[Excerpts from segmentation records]
########################################

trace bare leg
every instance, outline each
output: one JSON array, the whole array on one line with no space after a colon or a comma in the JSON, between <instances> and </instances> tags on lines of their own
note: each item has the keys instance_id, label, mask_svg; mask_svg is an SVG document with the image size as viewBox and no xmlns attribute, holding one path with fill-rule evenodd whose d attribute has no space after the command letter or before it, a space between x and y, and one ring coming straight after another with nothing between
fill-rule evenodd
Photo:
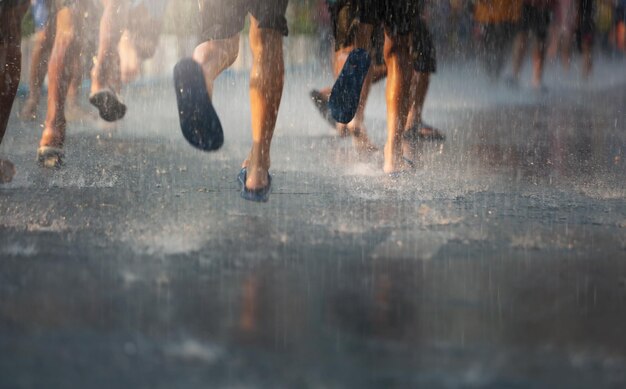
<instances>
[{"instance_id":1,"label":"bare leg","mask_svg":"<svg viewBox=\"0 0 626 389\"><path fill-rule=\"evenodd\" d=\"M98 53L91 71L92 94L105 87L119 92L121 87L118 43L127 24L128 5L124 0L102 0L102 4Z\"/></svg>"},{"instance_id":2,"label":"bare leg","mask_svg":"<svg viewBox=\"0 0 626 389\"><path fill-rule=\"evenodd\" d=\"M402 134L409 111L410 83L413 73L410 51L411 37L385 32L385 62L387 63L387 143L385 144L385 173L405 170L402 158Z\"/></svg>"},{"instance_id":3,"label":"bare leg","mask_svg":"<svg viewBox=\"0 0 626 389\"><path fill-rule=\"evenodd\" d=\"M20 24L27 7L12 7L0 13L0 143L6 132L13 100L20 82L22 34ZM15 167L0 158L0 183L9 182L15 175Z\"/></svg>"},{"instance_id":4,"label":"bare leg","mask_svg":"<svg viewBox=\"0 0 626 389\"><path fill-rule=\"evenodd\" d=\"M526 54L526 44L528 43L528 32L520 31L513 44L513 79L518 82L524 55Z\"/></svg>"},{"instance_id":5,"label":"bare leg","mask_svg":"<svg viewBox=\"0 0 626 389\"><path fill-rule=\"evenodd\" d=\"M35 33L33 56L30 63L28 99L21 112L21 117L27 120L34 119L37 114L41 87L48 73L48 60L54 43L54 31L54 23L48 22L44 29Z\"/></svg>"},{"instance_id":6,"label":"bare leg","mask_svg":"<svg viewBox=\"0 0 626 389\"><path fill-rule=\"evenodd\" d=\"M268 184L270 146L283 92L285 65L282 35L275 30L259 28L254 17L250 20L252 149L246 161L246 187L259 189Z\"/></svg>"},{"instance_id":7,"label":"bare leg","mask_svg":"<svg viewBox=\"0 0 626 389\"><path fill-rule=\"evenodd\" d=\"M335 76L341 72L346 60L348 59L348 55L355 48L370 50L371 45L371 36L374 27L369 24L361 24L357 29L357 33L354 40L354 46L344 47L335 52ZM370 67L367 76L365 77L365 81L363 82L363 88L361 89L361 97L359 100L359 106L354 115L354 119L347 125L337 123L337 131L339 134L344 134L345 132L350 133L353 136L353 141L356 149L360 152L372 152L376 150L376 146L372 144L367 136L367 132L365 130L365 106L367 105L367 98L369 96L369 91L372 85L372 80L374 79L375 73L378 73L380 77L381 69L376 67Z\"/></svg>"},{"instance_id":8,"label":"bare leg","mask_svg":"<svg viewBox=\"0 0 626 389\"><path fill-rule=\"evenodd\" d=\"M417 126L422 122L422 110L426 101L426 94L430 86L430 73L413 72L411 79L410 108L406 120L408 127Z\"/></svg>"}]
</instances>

########################################

- Stated goal:
Express the lines from the start of the items through the line that contains "output: one JSON" as a JSON list of strings, one string per line and no blank lines.

- Answer for the task:
[
  "trace bare leg",
  "every instance, outline each",
  "output: one JSON array, the whole array on one line with no space after a colon or a comma in the JSON, between <instances> and </instances> tags on lines of their own"
]